-- Your objective --
Count how many lines of the material hold "person". Respond with that number alone.

* * * *

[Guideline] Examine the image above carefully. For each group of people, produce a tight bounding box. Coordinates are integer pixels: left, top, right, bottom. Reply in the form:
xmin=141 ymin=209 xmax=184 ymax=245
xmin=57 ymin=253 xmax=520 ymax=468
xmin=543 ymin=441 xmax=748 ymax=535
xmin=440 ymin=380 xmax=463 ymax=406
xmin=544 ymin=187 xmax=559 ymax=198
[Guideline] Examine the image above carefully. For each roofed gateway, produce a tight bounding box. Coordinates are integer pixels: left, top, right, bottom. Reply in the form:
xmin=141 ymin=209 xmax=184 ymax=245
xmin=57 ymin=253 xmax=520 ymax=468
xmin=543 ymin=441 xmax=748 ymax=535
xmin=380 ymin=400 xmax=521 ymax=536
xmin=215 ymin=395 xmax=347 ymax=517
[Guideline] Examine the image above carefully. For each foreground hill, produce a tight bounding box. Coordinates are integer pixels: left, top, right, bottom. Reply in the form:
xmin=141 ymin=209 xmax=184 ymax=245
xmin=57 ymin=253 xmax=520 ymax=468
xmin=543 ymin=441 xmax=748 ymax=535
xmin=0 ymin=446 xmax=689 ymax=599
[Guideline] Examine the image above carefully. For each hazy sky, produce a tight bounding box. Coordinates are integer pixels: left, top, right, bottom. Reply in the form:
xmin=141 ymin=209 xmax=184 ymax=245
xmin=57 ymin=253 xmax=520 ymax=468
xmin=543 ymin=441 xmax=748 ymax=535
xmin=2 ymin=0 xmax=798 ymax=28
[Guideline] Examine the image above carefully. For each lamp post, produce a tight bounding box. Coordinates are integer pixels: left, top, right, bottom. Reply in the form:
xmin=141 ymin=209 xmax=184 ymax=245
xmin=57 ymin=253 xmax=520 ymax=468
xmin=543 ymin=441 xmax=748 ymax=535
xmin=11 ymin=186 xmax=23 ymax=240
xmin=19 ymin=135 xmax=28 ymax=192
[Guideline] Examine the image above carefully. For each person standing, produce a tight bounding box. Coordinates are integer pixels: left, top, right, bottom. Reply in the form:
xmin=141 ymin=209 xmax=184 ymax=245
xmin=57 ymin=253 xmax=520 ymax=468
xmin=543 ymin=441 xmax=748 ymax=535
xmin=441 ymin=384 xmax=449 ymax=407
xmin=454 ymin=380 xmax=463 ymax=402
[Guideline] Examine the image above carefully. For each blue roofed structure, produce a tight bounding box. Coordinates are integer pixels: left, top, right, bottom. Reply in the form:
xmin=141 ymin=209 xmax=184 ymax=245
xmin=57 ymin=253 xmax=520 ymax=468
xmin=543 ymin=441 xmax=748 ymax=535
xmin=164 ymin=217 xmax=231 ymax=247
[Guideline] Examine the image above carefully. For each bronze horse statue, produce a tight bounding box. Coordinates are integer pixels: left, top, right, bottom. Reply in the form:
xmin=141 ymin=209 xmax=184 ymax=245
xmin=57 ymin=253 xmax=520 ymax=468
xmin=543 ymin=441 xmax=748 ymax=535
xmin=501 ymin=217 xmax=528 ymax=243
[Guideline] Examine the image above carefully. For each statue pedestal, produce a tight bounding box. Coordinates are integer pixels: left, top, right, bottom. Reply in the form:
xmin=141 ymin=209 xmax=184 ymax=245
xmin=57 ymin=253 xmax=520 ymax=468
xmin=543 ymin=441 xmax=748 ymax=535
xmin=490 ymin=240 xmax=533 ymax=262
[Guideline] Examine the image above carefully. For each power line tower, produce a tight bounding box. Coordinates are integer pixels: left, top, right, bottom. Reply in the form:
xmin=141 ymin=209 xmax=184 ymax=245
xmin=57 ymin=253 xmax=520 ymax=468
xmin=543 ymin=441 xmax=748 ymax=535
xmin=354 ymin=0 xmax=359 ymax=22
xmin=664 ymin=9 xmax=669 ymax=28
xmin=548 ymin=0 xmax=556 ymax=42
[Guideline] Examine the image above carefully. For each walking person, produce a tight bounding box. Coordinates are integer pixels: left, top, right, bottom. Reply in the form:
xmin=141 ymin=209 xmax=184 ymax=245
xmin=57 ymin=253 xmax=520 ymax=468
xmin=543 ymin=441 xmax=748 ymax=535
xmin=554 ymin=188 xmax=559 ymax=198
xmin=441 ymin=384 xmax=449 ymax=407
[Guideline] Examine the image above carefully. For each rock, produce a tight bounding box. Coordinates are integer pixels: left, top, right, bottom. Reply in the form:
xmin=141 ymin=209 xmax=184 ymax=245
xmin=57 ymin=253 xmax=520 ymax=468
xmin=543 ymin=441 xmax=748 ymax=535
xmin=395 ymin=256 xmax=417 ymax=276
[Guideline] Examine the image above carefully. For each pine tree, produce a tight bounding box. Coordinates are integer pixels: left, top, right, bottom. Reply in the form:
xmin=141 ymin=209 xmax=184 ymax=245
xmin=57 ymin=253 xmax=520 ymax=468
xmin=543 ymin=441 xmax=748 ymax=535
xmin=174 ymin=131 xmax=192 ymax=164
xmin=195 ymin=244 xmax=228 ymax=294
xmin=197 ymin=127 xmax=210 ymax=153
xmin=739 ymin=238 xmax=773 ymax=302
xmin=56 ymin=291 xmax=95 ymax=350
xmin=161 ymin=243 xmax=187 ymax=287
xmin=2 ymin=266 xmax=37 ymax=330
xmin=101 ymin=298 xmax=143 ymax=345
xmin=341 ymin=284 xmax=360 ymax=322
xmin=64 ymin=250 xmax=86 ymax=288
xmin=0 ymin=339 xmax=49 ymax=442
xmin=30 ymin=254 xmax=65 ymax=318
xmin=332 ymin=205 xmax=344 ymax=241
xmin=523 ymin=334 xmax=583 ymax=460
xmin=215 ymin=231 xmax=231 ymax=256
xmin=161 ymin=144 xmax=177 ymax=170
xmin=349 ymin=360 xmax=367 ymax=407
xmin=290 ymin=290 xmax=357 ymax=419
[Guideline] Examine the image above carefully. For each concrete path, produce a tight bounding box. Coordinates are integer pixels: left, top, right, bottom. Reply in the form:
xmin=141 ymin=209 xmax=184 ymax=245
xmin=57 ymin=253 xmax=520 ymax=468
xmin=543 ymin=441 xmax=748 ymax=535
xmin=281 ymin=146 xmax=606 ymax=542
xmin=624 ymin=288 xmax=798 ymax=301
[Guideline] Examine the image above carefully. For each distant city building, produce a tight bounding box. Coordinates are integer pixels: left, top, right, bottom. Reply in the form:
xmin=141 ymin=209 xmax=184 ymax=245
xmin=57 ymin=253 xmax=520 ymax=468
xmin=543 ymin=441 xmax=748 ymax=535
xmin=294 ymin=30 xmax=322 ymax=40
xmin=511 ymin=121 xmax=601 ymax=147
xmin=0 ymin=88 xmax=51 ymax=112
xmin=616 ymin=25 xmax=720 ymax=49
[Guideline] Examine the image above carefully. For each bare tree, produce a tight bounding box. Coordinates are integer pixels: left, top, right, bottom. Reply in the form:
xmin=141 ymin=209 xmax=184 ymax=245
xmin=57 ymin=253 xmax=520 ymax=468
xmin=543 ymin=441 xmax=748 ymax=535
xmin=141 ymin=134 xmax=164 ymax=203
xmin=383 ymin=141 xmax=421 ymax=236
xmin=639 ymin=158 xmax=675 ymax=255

* * * *

-- Response to this task --
2